From the line containing "the stadium crowd." down to the last line of the records below, restate each line word for word and leave out the rest.

++++ Provided data

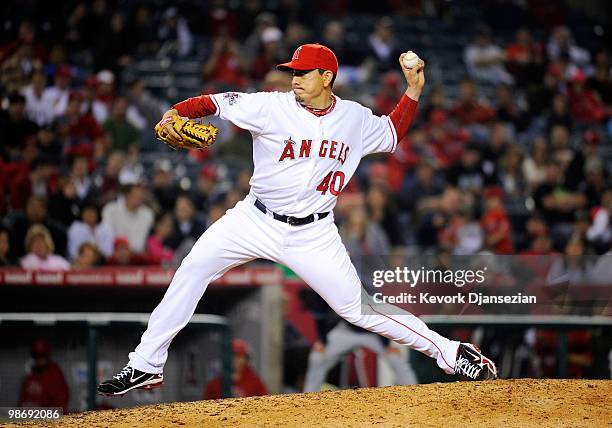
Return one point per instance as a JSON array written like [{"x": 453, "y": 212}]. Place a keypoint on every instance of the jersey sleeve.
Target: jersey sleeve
[
  {"x": 377, "y": 133},
  {"x": 246, "y": 111}
]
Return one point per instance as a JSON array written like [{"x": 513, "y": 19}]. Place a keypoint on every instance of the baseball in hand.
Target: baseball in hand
[{"x": 410, "y": 59}]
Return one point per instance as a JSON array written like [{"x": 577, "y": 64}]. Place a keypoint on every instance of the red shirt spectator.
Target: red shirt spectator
[
  {"x": 245, "y": 382},
  {"x": 495, "y": 223},
  {"x": 585, "y": 104},
  {"x": 469, "y": 110},
  {"x": 45, "y": 386}
]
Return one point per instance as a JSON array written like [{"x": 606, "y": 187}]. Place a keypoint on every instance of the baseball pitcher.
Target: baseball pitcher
[{"x": 307, "y": 143}]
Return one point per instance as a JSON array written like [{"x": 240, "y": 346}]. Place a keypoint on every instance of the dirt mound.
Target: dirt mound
[{"x": 507, "y": 403}]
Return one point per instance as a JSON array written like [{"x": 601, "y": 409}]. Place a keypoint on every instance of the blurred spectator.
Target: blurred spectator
[
  {"x": 45, "y": 384},
  {"x": 461, "y": 234},
  {"x": 525, "y": 58},
  {"x": 559, "y": 114},
  {"x": 245, "y": 381},
  {"x": 107, "y": 183},
  {"x": 129, "y": 217},
  {"x": 382, "y": 210},
  {"x": 252, "y": 44},
  {"x": 121, "y": 133},
  {"x": 391, "y": 91},
  {"x": 61, "y": 89},
  {"x": 89, "y": 229},
  {"x": 144, "y": 108},
  {"x": 142, "y": 30},
  {"x": 272, "y": 52},
  {"x": 539, "y": 94},
  {"x": 585, "y": 104},
  {"x": 495, "y": 223},
  {"x": 420, "y": 187},
  {"x": 156, "y": 244},
  {"x": 186, "y": 226},
  {"x": 508, "y": 110},
  {"x": 572, "y": 268},
  {"x": 163, "y": 187},
  {"x": 560, "y": 148},
  {"x": 510, "y": 173},
  {"x": 436, "y": 102},
  {"x": 534, "y": 165},
  {"x": 39, "y": 101},
  {"x": 79, "y": 175},
  {"x": 561, "y": 43},
  {"x": 496, "y": 146},
  {"x": 221, "y": 18},
  {"x": 112, "y": 51},
  {"x": 49, "y": 146},
  {"x": 97, "y": 107},
  {"x": 174, "y": 34},
  {"x": 35, "y": 213},
  {"x": 38, "y": 178},
  {"x": 79, "y": 129},
  {"x": 601, "y": 79},
  {"x": 556, "y": 202},
  {"x": 226, "y": 64},
  {"x": 363, "y": 237},
  {"x": 334, "y": 37},
  {"x": 469, "y": 109},
  {"x": 599, "y": 233},
  {"x": 64, "y": 204},
  {"x": 124, "y": 256},
  {"x": 594, "y": 183},
  {"x": 5, "y": 247},
  {"x": 540, "y": 246},
  {"x": 468, "y": 173},
  {"x": 485, "y": 61},
  {"x": 88, "y": 257},
  {"x": 383, "y": 46},
  {"x": 296, "y": 35},
  {"x": 103, "y": 83},
  {"x": 435, "y": 215},
  {"x": 16, "y": 127},
  {"x": 40, "y": 248}
]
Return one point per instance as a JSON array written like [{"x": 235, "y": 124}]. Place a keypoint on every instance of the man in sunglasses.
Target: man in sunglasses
[{"x": 307, "y": 144}]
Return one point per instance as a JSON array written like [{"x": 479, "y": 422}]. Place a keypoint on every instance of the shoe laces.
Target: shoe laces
[
  {"x": 126, "y": 371},
  {"x": 467, "y": 368}
]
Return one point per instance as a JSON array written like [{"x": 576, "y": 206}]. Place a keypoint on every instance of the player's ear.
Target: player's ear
[{"x": 328, "y": 77}]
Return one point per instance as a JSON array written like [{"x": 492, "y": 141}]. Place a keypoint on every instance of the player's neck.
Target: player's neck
[{"x": 321, "y": 102}]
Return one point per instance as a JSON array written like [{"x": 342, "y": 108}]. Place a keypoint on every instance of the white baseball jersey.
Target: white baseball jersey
[{"x": 302, "y": 162}]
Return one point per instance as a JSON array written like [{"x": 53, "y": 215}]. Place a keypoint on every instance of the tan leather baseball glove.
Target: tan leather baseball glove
[{"x": 179, "y": 132}]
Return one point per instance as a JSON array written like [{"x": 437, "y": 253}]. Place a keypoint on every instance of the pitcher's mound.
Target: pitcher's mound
[{"x": 502, "y": 403}]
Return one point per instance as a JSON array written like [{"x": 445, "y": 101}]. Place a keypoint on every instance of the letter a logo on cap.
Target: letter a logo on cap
[{"x": 296, "y": 54}]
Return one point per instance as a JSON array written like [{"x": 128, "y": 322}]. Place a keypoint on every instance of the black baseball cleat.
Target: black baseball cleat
[
  {"x": 473, "y": 365},
  {"x": 129, "y": 378}
]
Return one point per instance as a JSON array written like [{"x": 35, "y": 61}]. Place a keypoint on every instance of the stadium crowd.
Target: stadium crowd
[{"x": 524, "y": 169}]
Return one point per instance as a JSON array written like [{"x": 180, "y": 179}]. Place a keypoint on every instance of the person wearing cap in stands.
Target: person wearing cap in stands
[{"x": 245, "y": 381}]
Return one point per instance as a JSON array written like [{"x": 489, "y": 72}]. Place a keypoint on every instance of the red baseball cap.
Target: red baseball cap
[{"x": 310, "y": 57}]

++++++++

> _Solution_
Return one point per instance as a JSON array written like [{"x": 35, "y": 61}]. Place a keypoint on every instance of the stadium crowd.
Target: stadium crowd
[{"x": 524, "y": 169}]
Return one point per instance as a JSON array written like [{"x": 180, "y": 179}]. Place a keypoint on every instance of the person wearing cap in stands.
Target: person wearing cap in stands
[{"x": 245, "y": 381}]
Return one point per instance as a JSON array written like [{"x": 489, "y": 72}]. Place a keypoint on every instance of the red baseball cap.
Target: red baseball cap
[{"x": 310, "y": 57}]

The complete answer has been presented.